== What you have to do ==
Gather every line of the data below that contains the string "segment", matching case exactly.

Stored data entries:
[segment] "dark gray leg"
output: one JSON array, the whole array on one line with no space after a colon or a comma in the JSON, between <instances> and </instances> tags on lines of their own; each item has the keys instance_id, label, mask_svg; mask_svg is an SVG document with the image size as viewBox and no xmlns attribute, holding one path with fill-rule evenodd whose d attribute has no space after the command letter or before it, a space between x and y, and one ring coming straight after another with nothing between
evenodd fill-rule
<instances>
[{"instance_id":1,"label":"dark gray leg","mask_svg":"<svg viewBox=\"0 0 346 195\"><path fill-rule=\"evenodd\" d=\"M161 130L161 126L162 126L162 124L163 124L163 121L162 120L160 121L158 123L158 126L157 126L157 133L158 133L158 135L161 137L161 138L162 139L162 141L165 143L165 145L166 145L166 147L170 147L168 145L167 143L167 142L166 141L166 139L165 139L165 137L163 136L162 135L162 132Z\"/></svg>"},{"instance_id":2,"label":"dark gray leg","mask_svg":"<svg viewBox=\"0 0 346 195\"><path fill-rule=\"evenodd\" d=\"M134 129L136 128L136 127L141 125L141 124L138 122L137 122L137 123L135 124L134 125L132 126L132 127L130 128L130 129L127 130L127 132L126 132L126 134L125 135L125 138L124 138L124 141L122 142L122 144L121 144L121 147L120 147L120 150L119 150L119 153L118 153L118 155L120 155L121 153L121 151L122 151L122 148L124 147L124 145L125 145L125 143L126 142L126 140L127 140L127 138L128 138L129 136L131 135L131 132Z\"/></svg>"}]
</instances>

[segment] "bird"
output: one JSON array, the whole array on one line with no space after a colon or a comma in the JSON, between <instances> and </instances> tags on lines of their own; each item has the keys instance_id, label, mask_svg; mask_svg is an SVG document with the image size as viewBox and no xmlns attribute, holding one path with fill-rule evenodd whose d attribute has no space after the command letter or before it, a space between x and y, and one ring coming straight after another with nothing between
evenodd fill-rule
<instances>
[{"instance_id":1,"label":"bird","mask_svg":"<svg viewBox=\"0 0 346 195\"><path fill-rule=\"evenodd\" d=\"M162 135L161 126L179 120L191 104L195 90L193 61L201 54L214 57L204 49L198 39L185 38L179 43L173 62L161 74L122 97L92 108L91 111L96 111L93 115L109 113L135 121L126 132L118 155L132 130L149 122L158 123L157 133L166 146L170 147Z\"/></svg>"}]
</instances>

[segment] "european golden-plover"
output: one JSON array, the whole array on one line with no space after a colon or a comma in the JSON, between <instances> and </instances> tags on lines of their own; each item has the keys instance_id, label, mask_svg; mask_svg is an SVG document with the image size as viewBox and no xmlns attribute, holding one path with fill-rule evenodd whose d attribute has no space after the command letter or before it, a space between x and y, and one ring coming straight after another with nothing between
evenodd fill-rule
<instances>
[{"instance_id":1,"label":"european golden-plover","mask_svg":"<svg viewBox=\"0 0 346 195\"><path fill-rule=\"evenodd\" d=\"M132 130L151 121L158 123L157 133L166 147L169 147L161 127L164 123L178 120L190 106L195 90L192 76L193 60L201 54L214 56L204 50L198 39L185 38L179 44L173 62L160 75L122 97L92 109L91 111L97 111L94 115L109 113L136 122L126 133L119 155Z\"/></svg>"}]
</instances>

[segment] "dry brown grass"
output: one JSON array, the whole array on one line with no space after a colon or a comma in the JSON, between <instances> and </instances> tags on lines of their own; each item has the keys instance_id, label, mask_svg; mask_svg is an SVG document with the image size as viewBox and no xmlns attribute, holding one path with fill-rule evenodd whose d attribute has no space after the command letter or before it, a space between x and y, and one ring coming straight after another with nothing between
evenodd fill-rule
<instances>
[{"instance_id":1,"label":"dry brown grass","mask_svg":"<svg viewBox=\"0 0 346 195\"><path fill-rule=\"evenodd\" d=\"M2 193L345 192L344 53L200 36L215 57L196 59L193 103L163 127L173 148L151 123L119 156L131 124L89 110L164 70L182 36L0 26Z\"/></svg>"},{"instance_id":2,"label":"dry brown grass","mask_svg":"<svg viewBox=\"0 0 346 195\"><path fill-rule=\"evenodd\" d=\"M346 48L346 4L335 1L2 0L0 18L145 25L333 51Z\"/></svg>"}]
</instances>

== Solution to the exercise ==
[segment] "dark gray leg"
[segment] "bird"
[segment] "european golden-plover"
[segment] "dry brown grass"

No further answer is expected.